中国の湖南省ではこのほど、大手病院の違法な臓器移植ビジネスを内部告発しようとした大学院生が不審な転落死を遂げ、世論を騒がせています。この大手病院をめぐっては数々の医療詐欺事件が発生しており、政府当局も絡んだ組織犯罪が行われているのではないかとの疑惑が浮上しています。
転落死したのは、中南大学湘雅第二医院(ちゅうなんだいがく・しょうがだいにいいん)の腎臓移植科に所属していた大学院生の羅帥宇(ら・すいう)さんです。中国のインターネット上には、羅帥宇さんの両親と思われる老夫婦が湘雅第二医院を実名で告発する動画が拡散されています。老夫婦は動画内で、湘雅第二医院では組織的な臓器売買が行われており、息子の羅帥宇さんは内部告発を行った後、宿舎の建物から転落死したと訴えています。
病院の組織犯罪
羅さんの遺族によると、羅さんが生前使用していたパソコンを確認したところ、削除されたデータの中から大量の内部告発記録が発見されたとのことです。その内容は、中南大学湘雅第二医院の救急診療科副主任だった劉翔峰(りゅうしょうほう)が違法に臓器を摘出し、販売していたことに関する告発資料でした。さらに、違法行為を記録した録音データや文字資料も含まれていました。

• [取り組む課題]
演習テキストに基づき、次の問いに答えてください。
1. 転落死した大学院生は、どの病院のどの科に所属していましたか。
2. 遺族が羅帥宇さんのパソコンで確認した削除データの中から、何が発見されましたか。
3. 劉翔峰は、中南大学湘雅第二医院でどの役職に就いていましたか。

• [抽出データ]
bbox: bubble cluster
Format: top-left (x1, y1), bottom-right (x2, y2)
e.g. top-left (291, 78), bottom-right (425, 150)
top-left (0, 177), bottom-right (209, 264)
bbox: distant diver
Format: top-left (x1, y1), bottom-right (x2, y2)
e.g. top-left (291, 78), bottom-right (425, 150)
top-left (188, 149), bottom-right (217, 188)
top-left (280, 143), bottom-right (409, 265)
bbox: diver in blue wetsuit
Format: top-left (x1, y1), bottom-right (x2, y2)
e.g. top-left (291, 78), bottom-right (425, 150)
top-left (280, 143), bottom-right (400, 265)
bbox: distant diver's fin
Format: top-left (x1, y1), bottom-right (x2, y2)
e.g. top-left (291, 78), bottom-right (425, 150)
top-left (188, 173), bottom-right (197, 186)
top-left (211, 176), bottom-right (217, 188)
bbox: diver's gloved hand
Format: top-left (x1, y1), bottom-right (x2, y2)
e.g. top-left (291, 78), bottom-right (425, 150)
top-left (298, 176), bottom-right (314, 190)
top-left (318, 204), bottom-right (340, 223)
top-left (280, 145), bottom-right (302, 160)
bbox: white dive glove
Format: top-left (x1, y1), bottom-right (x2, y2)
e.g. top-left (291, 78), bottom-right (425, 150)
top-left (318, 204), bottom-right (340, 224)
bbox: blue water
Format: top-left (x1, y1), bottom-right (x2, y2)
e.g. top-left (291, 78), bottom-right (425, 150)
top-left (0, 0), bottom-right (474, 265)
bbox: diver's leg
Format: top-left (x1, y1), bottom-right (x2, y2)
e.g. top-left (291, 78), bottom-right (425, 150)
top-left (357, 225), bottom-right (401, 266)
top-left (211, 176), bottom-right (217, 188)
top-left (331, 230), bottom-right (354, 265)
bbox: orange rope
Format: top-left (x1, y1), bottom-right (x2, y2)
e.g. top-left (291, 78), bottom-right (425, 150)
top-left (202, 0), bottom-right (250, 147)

• [解答例]
1. 中南大学湘雅第二医院の腎臓移植科
2. 大量の内部告発記録
3. 救急診療科副主任